**DO THIS**
Reproduce without alteration the lines below, beginning with the line that contains "of the window" and continuing through the final line, both included.

═══ PROVIDED DATA ═══

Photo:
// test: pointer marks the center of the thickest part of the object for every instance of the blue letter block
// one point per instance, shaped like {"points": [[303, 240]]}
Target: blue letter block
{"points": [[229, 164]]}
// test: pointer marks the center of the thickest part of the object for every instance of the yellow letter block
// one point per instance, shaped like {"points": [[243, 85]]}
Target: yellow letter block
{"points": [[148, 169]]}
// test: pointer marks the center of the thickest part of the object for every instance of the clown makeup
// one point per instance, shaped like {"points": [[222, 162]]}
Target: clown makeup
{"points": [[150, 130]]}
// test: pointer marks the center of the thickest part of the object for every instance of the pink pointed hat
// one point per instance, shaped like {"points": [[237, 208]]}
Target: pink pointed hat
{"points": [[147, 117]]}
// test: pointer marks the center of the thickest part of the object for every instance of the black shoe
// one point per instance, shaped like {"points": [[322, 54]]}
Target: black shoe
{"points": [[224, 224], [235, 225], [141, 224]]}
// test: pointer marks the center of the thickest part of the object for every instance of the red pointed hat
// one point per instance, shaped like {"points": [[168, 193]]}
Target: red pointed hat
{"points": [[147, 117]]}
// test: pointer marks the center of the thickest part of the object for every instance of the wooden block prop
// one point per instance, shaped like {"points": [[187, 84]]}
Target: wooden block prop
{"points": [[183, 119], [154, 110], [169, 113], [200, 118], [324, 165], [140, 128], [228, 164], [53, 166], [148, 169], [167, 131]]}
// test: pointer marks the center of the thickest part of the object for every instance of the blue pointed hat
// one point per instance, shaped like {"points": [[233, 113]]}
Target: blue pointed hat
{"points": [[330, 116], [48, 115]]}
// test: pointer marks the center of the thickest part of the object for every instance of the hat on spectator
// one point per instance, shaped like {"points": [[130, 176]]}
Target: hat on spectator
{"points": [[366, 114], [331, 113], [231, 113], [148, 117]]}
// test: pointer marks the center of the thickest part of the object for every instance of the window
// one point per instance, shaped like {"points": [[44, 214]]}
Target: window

═══

**RESULT**
// test: pointer marks the center of the thickest part of the object for every instance of the window
// one point per instance, shaped like {"points": [[44, 214]]}
Target: window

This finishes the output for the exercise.